---------- STUDY MATERIAL
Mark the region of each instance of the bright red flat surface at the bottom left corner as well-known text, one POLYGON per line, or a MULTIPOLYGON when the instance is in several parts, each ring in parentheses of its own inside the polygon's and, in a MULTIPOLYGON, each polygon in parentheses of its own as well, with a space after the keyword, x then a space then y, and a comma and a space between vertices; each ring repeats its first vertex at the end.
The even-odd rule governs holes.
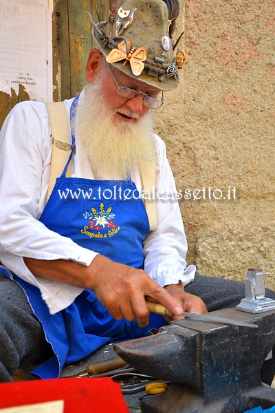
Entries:
POLYGON ((0 408, 64 400, 64 413, 129 413, 120 384, 109 378, 47 379, 0 384, 0 408))

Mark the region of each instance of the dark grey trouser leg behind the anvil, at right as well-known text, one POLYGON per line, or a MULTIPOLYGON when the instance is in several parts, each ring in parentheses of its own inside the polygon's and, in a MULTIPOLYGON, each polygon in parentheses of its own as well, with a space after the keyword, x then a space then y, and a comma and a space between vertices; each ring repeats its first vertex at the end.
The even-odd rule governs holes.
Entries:
MULTIPOLYGON (((201 297, 208 311, 235 307, 245 297, 245 284, 231 279, 196 275, 195 280, 184 288, 187 293, 201 297)), ((265 290, 265 297, 275 299, 275 292, 265 290)), ((275 346, 273 357, 263 363, 261 381, 271 384, 275 373, 275 346)))

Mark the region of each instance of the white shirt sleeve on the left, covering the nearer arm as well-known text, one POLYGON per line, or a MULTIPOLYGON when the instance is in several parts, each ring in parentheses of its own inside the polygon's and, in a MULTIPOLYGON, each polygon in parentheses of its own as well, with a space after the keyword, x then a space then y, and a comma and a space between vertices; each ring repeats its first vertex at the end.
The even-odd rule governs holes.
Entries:
POLYGON ((89 266, 96 256, 39 221, 46 202, 51 145, 45 105, 30 101, 16 105, 0 135, 0 260, 36 286, 39 277, 32 275, 23 257, 89 266))

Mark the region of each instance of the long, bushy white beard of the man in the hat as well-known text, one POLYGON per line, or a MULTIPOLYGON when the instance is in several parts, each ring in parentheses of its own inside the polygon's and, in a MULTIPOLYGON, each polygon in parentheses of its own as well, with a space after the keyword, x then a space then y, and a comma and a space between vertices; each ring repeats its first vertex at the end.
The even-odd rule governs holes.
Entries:
POLYGON ((155 156, 153 120, 150 112, 133 125, 113 118, 102 92, 102 78, 85 88, 73 128, 82 140, 93 171, 111 180, 129 179, 137 171, 140 158, 155 156))

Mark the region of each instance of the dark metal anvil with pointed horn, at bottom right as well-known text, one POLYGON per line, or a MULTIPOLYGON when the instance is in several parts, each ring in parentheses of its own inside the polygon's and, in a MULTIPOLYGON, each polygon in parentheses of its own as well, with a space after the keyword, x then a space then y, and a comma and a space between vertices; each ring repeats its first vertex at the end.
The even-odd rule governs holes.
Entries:
POLYGON ((259 328, 179 319, 159 335, 114 346, 131 366, 171 381, 157 396, 144 396, 144 413, 241 413, 275 405, 275 389, 261 383, 263 361, 275 344, 275 310, 244 313, 235 308, 209 313, 259 328))

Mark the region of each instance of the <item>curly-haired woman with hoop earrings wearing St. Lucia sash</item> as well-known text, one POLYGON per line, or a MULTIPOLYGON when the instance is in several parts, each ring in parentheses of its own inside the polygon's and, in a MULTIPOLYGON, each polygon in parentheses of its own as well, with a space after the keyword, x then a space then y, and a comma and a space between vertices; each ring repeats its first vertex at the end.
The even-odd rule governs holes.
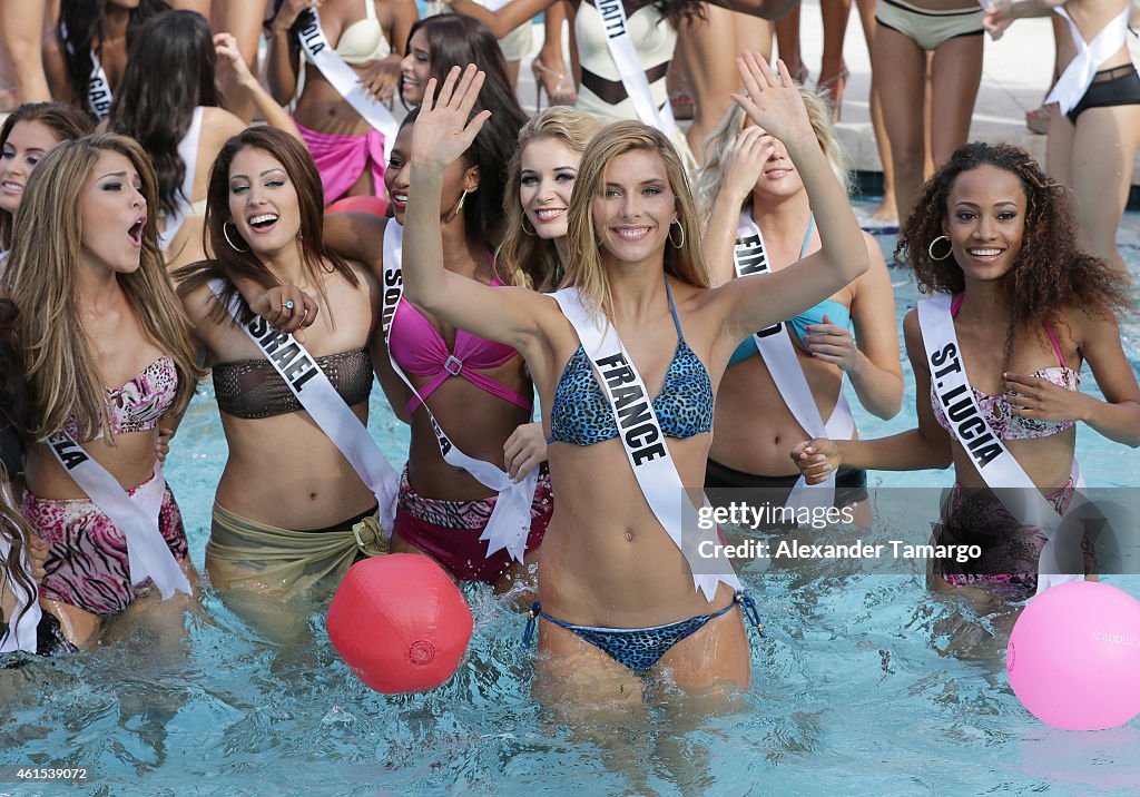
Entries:
POLYGON ((936 588, 1032 595, 1045 534, 1019 520, 990 488, 1013 486, 1015 467, 1020 469, 1064 514, 1076 487, 1077 421, 1117 442, 1140 445, 1140 388, 1115 318, 1130 306, 1127 294, 1119 273, 1081 252, 1073 233, 1065 189, 1024 151, 987 144, 959 148, 927 182, 896 250, 911 263, 920 290, 937 294, 927 300, 935 303, 912 310, 903 322, 918 429, 879 440, 815 439, 792 449, 808 481, 841 465, 922 470, 953 463, 955 483, 943 506, 942 531, 954 542, 984 543, 985 554, 967 572, 940 564, 936 588), (920 326, 923 307, 937 308, 937 315, 931 311, 920 326), (1080 391, 1082 360, 1105 400, 1080 391), (971 384, 955 374, 972 383, 972 401, 960 398, 969 396, 971 384), (1004 442, 1012 465, 994 438, 1004 442), (1009 474, 999 483, 988 475, 995 462, 1009 474))

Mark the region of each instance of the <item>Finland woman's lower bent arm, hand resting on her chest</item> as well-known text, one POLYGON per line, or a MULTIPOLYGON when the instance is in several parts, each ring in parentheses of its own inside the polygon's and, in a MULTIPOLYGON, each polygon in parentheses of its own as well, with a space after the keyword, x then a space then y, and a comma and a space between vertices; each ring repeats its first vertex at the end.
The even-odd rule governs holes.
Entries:
POLYGON ((874 238, 863 234, 871 268, 855 280, 852 319, 855 339, 846 327, 813 324, 805 337, 808 350, 824 363, 839 366, 850 377, 860 402, 883 420, 903 406, 903 366, 898 357, 895 326, 895 293, 882 251, 874 238), (855 345, 858 341, 858 345, 855 345))

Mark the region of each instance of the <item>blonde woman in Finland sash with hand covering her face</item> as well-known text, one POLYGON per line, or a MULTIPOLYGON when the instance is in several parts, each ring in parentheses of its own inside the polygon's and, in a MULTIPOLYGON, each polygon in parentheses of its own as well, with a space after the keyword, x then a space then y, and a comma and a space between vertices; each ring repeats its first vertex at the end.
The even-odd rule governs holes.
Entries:
MULTIPOLYGON (((832 135, 831 109, 819 95, 804 88, 799 91, 816 141, 846 187, 847 168, 832 135)), ((796 262, 819 246, 816 217, 787 149, 777 141, 769 153, 762 144, 764 131, 746 123, 744 109, 734 103, 709 138, 706 165, 697 176, 698 204, 707 218, 705 252, 715 284, 736 276, 734 245, 739 241, 754 242, 750 251, 739 250, 749 252, 741 268, 764 257, 772 270, 796 262)), ((808 424, 823 424, 823 418, 829 418, 830 428, 844 426, 850 437, 857 437, 842 396, 845 376, 873 415, 886 420, 898 413, 903 374, 890 276, 874 238, 864 233, 863 245, 871 262, 866 274, 790 318, 783 328, 776 327, 774 333, 765 330, 759 343, 749 335, 733 352, 717 392, 717 433, 709 450, 705 487, 790 493, 799 481, 799 472, 788 462, 789 441, 806 434, 799 418, 808 424), (858 332, 857 347, 852 323, 858 332), (782 343, 777 335, 792 344, 775 345, 782 343), (757 356, 758 345, 765 347, 763 356, 757 356), (766 358, 780 363, 773 366, 766 358), (785 373, 782 365, 799 369, 804 379, 785 373)), ((814 428, 822 432, 820 426, 814 428)), ((858 522, 869 526, 870 512, 862 503, 866 498, 866 472, 844 469, 837 474, 834 488, 834 505, 860 503, 864 509, 858 522)))

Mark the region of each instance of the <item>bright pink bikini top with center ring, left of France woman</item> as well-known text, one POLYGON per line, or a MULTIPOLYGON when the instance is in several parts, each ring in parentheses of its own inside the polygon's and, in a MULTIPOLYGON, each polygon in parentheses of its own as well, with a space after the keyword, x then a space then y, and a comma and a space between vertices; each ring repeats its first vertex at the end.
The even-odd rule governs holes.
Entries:
MULTIPOLYGON (((491 287, 503 283, 495 276, 491 287)), ((392 317, 389 345, 392 358, 405 373, 432 379, 420 388, 420 396, 426 399, 439 385, 451 376, 462 376, 491 396, 515 404, 528 413, 532 401, 490 376, 479 373, 497 368, 519 352, 505 343, 484 340, 463 330, 455 331, 455 351, 447 350, 447 343, 434 326, 410 302, 401 301, 392 317)), ((422 401, 413 396, 408 401, 408 414, 414 413, 422 401)))

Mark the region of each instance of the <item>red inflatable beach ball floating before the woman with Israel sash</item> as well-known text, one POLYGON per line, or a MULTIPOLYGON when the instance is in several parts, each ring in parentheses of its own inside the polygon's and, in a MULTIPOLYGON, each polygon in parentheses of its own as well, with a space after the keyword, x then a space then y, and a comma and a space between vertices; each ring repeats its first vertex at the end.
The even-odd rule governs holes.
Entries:
POLYGON ((394 553, 349 568, 328 607, 328 639, 377 692, 434 689, 455 673, 471 640, 471 609, 427 556, 394 553))

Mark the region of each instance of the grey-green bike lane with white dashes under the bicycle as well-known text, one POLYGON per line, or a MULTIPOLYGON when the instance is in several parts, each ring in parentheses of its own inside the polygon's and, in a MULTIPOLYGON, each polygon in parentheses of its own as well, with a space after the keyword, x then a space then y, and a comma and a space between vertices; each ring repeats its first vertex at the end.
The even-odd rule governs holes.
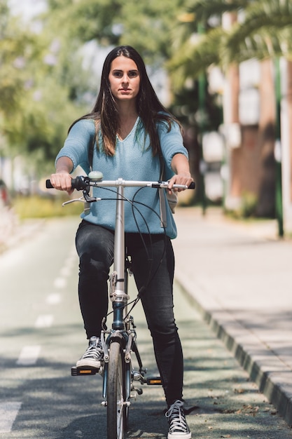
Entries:
MULTIPOLYGON (((71 377, 87 344, 78 307, 78 218, 41 224, 0 255, 0 438, 106 439, 102 379, 71 377)), ((193 438, 288 439, 292 431, 175 288, 193 438)), ((141 307, 133 312, 148 375, 156 374, 141 307)), ((160 387, 130 407, 128 438, 166 438, 160 387)))

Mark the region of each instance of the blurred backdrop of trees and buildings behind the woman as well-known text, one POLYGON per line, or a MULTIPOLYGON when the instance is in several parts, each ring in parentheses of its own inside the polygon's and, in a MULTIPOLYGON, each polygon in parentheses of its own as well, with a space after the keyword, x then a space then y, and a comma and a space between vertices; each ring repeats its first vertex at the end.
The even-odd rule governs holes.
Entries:
POLYGON ((197 190, 181 205, 291 233, 291 23, 290 0, 0 0, 0 235, 55 215, 44 181, 120 44, 183 125, 197 190))

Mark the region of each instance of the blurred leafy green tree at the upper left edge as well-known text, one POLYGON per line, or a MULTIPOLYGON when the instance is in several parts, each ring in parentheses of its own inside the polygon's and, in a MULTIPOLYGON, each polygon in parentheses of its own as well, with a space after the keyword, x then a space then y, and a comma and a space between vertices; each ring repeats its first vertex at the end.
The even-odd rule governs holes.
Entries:
POLYGON ((0 8, 2 154, 28 155, 31 166, 51 167, 72 120, 88 110, 88 72, 76 41, 56 37, 54 28, 34 32, 4 0, 0 8))

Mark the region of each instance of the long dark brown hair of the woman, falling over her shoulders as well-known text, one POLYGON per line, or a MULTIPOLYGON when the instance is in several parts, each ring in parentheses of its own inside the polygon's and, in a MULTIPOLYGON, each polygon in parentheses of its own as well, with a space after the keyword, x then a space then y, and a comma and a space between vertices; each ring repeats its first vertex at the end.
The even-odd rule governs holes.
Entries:
MULTIPOLYGON (((179 123, 172 114, 169 114, 165 107, 158 99, 151 82, 149 81, 146 67, 141 55, 131 46, 118 46, 111 50, 104 60, 102 69, 102 79, 100 83, 99 94, 95 106, 90 114, 85 114, 81 119, 94 119, 96 126, 96 135, 98 137, 99 129, 102 132, 104 152, 109 156, 113 156, 116 151, 116 133, 119 128, 118 109, 116 102, 111 93, 109 84, 109 72, 111 71, 111 63, 118 56, 125 56, 133 60, 138 68, 140 76, 140 88, 137 95, 137 113, 143 123, 146 134, 150 137, 150 144, 153 155, 159 151, 159 137, 157 133, 157 124, 164 122, 167 124, 167 130, 171 129, 173 121, 179 123), (98 129, 97 129, 98 127, 98 129)), ((76 121, 74 122, 76 123, 76 121)), ((74 123, 71 125, 73 126, 74 123)), ((180 124, 179 124, 180 125, 180 124)), ((69 128, 69 130, 71 127, 69 128)), ((97 147, 98 147, 97 139, 97 147)))

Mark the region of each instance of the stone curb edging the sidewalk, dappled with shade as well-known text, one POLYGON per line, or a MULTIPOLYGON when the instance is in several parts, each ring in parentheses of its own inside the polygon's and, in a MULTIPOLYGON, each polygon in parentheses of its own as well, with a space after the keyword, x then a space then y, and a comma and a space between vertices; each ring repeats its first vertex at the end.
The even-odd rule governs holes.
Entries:
POLYGON ((292 426, 292 374, 291 368, 263 346, 262 342, 232 317, 231 313, 218 306, 211 297, 193 294, 193 284, 176 273, 176 281, 195 304, 203 320, 211 327, 218 339, 221 339, 228 351, 246 370, 258 389, 274 405, 288 426, 292 426), (290 379, 283 379, 283 373, 290 379), (290 381, 290 383, 288 382, 290 381))

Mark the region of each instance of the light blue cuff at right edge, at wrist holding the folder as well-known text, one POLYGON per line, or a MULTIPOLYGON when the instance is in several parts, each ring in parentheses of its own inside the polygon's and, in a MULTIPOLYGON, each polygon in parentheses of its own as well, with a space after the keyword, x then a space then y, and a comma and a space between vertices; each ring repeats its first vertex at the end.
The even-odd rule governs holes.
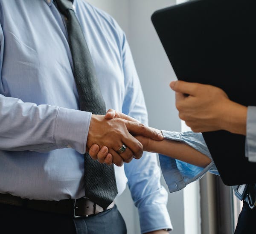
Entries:
POLYGON ((256 106, 248 106, 245 155, 249 162, 256 163, 256 106))

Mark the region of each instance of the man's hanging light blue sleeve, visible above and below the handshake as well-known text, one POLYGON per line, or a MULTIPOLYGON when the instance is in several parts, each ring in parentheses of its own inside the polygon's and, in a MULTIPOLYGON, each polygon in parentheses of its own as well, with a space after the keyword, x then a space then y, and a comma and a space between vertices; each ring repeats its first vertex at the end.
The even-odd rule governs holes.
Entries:
MULTIPOLYGON (((148 126, 148 113, 143 91, 124 34, 122 45, 125 77, 122 112, 148 126)), ((166 207, 168 192, 160 184, 161 171, 157 155, 144 152, 143 157, 125 163, 124 168, 131 196, 140 215, 141 232, 146 233, 165 228, 171 230, 172 224, 166 207)))

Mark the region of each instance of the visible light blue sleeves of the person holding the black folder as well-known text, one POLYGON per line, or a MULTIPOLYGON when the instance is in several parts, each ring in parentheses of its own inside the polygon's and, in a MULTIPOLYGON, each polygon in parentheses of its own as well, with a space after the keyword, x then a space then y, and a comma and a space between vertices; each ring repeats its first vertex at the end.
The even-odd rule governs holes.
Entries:
MULTIPOLYGON (((204 141, 204 137, 201 133, 194 133, 192 131, 180 133, 164 130, 162 130, 162 132, 166 139, 186 143, 211 159, 211 163, 206 168, 201 168, 160 154, 160 165, 162 168, 163 177, 165 178, 170 192, 175 192, 186 187, 186 185, 189 183, 203 177, 207 171, 211 172, 212 174, 219 175, 218 170, 212 161, 211 154, 204 141)), ((245 144, 245 156, 248 157, 250 162, 256 162, 255 106, 248 107, 245 144)))

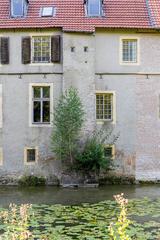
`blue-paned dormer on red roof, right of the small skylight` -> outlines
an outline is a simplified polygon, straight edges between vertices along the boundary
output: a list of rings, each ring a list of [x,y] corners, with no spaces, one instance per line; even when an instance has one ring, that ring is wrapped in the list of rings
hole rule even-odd
[[[88,16],[96,17],[102,15],[102,1],[101,0],[88,0],[87,1]]]

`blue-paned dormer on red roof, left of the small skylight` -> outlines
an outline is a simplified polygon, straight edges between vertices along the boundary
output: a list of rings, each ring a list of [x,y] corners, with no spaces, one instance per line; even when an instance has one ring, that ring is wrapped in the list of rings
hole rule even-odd
[[[11,16],[24,17],[27,12],[28,0],[11,0]]]

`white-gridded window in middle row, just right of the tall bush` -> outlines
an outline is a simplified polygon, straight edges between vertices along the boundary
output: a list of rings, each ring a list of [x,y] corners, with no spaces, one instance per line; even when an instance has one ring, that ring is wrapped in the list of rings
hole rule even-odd
[[[113,121],[113,93],[96,93],[96,119]]]

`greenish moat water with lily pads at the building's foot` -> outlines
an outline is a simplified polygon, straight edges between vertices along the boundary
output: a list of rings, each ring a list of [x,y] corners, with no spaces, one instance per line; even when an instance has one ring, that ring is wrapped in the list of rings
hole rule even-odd
[[[160,239],[159,185],[85,189],[0,187],[0,205],[32,203],[30,231],[35,240],[43,235],[48,240],[103,240],[109,239],[108,226],[119,215],[113,195],[121,192],[129,199],[131,239]],[[5,229],[3,224],[0,227]]]

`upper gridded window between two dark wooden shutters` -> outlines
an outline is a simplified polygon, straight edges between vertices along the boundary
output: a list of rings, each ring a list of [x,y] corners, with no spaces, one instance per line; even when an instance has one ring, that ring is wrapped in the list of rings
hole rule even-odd
[[[32,62],[51,62],[51,37],[37,36],[32,38]]]

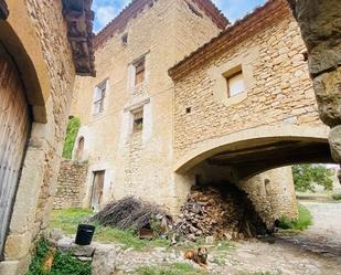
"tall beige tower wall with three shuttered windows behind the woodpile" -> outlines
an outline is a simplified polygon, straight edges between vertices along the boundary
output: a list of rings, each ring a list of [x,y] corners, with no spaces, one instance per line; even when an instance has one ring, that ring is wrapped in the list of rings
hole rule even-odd
[[[97,77],[77,81],[72,110],[82,120],[78,136],[85,138],[89,163],[84,205],[89,204],[93,172],[105,170],[103,204],[137,195],[171,211],[175,208],[173,83],[168,70],[219,33],[202,13],[195,15],[183,0],[154,1],[96,50]],[[147,78],[131,87],[131,63],[145,54]],[[94,88],[104,80],[108,80],[104,112],[93,116]],[[138,107],[143,107],[143,129],[132,134],[131,112]]]

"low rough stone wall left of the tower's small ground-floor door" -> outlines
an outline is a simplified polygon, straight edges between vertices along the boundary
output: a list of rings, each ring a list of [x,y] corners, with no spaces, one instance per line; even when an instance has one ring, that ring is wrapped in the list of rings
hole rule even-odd
[[[61,163],[53,208],[82,208],[86,192],[87,163],[64,159]]]

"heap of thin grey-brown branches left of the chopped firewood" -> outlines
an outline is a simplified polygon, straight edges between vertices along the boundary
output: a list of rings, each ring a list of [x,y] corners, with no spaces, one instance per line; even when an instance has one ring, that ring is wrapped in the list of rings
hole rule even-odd
[[[93,222],[98,222],[104,226],[136,231],[152,229],[156,220],[163,228],[172,224],[172,219],[167,211],[132,197],[108,203],[92,218]]]

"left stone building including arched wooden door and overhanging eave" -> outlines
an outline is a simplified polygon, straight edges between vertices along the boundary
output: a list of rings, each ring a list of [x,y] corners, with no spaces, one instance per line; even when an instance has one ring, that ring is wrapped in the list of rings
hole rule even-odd
[[[0,274],[46,228],[75,75],[94,75],[92,0],[0,0]]]

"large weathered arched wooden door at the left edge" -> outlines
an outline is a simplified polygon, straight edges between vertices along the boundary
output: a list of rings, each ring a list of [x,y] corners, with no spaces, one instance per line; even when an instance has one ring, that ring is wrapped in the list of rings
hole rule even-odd
[[[29,106],[19,72],[0,43],[0,257],[30,129]]]

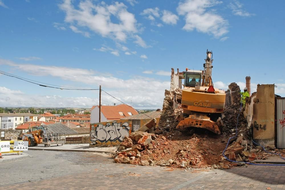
--------------------
Copy out each line of the data that has the word "dormer" in it.

`blue-paned dormer on red roof, right of the small skylight` -> outlines
`blue-paned dormer on red roof, left of the small skylight` -> outlines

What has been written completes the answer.